• Source data:
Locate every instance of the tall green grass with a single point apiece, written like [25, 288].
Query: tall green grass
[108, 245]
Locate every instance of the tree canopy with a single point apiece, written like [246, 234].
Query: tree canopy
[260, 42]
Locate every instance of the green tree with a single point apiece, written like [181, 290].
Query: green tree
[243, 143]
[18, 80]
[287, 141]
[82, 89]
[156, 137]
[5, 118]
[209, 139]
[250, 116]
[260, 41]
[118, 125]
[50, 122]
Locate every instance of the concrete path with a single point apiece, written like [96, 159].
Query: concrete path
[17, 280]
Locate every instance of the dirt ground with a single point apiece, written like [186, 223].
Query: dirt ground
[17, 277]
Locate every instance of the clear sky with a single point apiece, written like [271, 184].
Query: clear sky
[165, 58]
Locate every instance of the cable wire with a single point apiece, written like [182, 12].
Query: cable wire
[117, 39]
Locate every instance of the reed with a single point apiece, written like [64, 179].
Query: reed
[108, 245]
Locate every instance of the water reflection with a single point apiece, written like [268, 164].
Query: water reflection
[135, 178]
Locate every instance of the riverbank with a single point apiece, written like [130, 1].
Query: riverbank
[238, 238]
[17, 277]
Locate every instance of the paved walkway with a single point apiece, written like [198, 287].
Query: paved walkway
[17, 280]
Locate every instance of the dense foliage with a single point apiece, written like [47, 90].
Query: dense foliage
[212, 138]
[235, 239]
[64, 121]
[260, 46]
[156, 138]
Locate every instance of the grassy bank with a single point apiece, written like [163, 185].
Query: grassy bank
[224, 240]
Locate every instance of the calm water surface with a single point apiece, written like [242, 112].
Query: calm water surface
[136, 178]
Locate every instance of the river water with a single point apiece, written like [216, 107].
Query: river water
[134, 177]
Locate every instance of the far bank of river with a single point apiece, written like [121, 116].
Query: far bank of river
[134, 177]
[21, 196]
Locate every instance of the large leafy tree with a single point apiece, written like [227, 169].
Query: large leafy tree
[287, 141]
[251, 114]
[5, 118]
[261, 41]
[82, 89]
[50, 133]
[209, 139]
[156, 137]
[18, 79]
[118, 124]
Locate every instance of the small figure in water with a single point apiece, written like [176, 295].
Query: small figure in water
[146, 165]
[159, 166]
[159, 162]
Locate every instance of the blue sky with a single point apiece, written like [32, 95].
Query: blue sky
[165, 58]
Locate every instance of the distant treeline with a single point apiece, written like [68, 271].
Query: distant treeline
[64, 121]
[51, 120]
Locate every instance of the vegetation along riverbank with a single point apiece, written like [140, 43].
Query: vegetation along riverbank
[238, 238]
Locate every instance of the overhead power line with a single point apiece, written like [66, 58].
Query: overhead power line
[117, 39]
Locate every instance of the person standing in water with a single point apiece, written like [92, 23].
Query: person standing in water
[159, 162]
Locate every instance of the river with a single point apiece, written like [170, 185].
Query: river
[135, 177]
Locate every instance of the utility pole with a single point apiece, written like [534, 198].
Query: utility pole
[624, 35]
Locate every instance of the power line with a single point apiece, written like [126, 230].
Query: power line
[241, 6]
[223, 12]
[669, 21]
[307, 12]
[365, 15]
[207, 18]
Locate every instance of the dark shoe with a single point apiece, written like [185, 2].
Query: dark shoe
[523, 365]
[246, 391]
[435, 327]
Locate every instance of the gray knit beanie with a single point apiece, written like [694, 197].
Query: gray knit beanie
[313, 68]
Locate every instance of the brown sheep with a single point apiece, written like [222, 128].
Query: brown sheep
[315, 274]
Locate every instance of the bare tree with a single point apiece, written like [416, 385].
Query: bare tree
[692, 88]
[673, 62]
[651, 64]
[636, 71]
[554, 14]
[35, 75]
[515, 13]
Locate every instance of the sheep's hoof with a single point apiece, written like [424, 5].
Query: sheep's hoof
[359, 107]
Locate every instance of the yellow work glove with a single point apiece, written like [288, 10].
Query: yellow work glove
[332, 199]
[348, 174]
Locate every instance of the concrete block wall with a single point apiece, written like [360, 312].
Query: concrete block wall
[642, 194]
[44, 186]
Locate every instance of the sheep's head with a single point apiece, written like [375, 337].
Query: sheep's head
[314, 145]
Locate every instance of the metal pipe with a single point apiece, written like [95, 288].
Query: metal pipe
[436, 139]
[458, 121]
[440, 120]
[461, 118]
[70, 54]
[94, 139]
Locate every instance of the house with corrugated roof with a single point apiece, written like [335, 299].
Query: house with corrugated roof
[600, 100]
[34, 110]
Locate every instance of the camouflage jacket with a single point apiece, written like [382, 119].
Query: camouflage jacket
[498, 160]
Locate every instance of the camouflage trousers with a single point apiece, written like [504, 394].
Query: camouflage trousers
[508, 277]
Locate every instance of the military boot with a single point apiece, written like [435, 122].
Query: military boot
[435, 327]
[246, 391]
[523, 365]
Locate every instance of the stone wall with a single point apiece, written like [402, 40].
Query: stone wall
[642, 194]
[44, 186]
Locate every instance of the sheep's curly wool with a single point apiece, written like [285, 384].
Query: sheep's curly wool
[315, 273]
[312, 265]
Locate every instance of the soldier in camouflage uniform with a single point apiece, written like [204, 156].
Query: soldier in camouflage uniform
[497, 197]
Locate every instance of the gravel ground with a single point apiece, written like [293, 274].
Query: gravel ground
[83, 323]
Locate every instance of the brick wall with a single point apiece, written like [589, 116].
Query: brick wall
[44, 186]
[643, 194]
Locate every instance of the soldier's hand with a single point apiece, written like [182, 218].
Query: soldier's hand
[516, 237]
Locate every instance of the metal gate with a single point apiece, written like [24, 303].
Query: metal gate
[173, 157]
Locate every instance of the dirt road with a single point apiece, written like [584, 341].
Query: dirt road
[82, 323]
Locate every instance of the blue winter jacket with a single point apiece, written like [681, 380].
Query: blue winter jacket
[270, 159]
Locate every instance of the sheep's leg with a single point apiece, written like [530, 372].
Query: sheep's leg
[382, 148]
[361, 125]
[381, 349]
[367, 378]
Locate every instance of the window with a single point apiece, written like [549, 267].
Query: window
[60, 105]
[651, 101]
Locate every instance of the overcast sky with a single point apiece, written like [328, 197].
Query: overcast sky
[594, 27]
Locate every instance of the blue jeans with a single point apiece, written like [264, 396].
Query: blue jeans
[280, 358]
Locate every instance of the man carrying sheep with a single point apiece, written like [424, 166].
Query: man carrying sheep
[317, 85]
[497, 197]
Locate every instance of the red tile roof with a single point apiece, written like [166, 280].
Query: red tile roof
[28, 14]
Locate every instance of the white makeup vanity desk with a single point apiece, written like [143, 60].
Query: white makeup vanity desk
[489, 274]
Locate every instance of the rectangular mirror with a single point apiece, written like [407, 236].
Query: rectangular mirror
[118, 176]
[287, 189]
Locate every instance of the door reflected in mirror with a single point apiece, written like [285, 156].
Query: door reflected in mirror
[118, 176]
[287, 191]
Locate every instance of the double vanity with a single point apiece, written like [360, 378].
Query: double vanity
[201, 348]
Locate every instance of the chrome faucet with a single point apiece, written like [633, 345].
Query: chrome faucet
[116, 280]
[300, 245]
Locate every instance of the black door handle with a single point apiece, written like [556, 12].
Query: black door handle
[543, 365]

==

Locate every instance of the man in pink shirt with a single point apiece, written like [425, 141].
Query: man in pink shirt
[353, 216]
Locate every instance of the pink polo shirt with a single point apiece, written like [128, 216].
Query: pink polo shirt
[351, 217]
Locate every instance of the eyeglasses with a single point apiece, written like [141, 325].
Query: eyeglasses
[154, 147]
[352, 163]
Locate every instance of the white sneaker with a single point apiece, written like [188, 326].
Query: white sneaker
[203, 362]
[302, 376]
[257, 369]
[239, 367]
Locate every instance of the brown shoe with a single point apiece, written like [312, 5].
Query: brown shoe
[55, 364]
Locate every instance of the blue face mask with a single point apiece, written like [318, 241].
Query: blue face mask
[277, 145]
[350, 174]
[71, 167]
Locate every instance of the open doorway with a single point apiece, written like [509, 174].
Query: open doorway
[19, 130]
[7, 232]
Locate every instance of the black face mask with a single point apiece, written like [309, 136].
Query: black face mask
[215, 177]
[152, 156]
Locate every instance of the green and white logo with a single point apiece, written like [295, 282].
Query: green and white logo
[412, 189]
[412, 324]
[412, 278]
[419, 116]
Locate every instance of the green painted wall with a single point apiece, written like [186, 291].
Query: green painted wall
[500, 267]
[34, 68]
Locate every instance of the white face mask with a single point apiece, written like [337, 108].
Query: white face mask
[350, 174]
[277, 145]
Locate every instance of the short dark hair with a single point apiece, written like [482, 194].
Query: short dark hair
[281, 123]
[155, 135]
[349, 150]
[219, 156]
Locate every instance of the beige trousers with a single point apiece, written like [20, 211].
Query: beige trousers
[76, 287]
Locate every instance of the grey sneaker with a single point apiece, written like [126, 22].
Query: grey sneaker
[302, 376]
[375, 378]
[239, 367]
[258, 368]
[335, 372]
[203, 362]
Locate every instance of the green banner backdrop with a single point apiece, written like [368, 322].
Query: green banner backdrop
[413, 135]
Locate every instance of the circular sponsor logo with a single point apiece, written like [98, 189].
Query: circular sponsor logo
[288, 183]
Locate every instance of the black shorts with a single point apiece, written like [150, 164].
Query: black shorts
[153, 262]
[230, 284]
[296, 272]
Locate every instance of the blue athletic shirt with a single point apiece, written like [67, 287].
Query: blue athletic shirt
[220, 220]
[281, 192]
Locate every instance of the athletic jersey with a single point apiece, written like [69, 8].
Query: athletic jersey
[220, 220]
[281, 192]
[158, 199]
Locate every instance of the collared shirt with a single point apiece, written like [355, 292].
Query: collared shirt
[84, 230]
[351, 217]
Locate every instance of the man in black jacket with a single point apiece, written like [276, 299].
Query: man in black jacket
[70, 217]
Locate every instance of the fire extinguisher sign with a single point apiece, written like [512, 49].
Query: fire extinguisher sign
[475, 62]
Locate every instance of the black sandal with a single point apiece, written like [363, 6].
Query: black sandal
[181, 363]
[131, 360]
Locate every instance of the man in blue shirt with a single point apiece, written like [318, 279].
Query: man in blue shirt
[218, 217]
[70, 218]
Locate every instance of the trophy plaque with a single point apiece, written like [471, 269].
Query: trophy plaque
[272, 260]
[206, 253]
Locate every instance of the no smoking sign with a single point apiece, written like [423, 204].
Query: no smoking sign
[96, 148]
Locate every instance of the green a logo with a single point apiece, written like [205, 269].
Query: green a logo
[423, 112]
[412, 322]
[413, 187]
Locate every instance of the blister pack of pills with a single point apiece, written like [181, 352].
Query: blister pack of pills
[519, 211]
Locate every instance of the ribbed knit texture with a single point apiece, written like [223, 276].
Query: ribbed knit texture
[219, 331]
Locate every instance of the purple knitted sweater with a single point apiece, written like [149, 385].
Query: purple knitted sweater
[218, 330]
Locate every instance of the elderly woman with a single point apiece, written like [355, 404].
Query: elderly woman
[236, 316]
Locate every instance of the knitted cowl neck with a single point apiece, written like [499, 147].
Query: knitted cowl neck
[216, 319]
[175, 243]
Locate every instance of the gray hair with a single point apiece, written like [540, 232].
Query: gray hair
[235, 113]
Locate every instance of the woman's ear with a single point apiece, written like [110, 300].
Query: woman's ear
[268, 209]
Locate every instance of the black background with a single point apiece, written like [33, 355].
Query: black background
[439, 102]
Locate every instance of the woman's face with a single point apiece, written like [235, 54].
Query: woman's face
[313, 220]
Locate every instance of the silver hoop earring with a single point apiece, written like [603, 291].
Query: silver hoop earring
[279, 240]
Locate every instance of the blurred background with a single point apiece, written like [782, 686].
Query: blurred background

--

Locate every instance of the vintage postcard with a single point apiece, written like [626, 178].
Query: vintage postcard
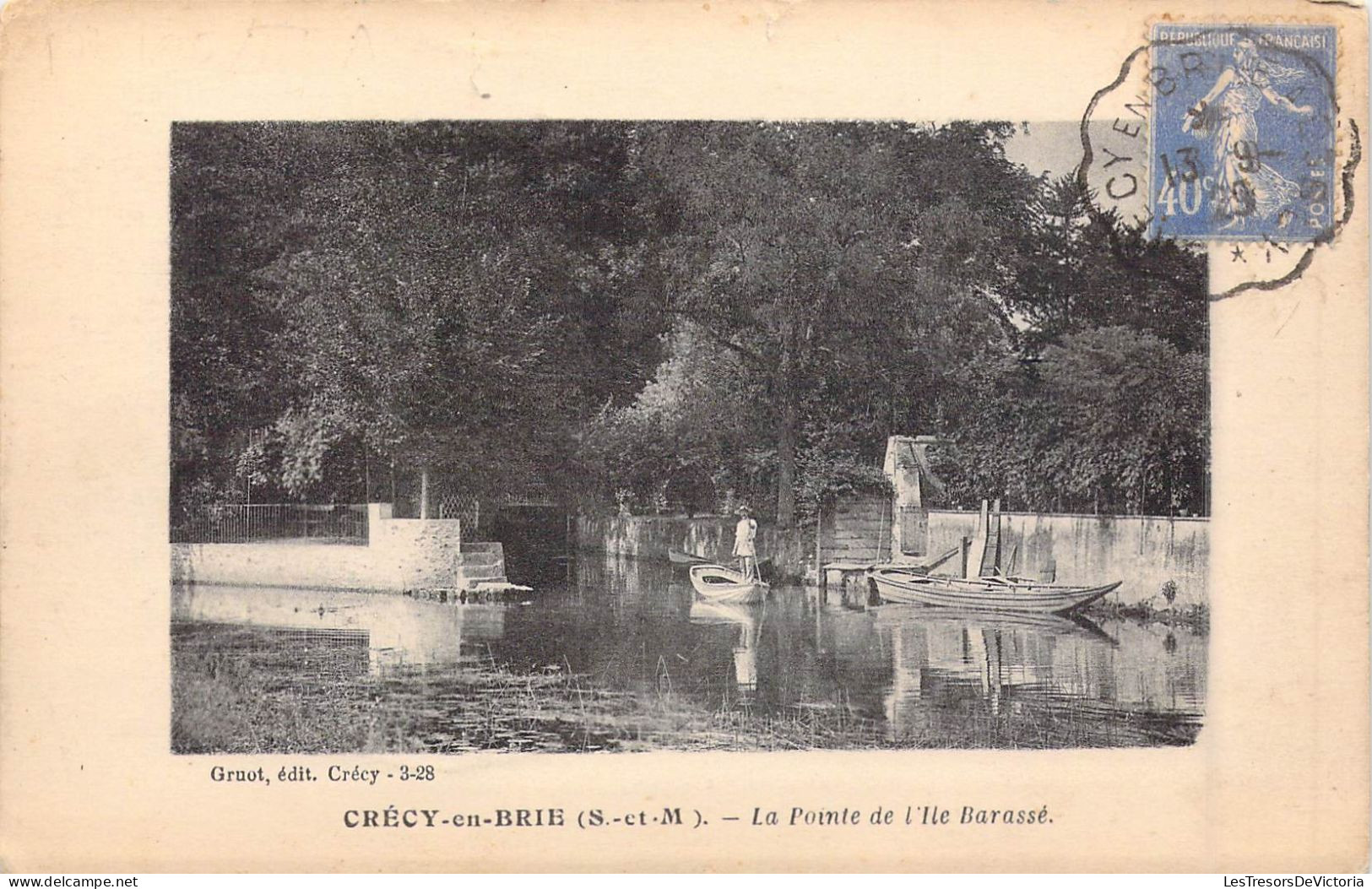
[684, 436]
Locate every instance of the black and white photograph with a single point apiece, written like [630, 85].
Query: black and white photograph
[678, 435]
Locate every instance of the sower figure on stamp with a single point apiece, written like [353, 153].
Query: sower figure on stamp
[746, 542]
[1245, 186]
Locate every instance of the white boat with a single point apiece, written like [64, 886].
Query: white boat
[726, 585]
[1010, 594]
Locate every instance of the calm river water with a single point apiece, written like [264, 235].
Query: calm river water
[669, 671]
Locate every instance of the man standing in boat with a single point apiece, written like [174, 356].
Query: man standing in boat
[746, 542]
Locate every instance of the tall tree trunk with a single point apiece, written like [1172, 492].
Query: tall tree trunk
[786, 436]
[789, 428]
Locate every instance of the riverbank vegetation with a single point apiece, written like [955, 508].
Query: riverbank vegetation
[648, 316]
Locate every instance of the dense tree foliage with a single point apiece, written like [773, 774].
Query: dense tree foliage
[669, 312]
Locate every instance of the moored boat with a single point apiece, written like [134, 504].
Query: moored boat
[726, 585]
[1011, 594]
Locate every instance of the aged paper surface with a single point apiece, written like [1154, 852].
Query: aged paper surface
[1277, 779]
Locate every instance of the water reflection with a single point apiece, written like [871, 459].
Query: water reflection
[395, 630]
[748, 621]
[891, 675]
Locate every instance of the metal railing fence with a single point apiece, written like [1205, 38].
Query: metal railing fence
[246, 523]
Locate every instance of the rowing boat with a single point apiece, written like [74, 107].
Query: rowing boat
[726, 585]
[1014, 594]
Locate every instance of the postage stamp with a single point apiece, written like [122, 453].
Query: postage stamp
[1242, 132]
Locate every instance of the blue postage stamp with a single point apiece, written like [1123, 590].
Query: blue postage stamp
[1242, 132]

• Exercise directions:
Please copy the data above word for word, beginning with the line that contains "Locate every instance of the purple" and continuing through the line that contains "Query: blurred background".

• Full solution:
Locate every instance of the purple knitted sweater with a single point apiece, written like [149, 385].
Query: purple knitted sweater
[218, 330]
Locate every instance of the elderly woman with a single point apiece, written like [355, 404].
Query: elderly woman
[236, 316]
Locate every instance of the knitted cowl neck with a single point apiece, written like [499, 147].
Query: knitted cowl neck
[216, 319]
[175, 243]
Locate every instance of the gray hair with a single point apiece, written like [540, 232].
Query: gray hair
[235, 113]
Locate every instance of the woman's ear with a single point apiece, written like [110, 300].
Query: woman's ear
[268, 209]
Locate every instance of the black background with a single point apiece, written like [33, 355].
Query: black background
[439, 102]
Locate every instance of the woman's face with a single point apiece, written like [235, 54].
Query: woman's face
[313, 220]
Locate every instance of the silver hoop earring with a single point apiece, written like [603, 291].
Query: silver hoop earring
[279, 240]
Locate every instance of the blurred background with a single point apiece, written like [782, 686].
Query: blurred background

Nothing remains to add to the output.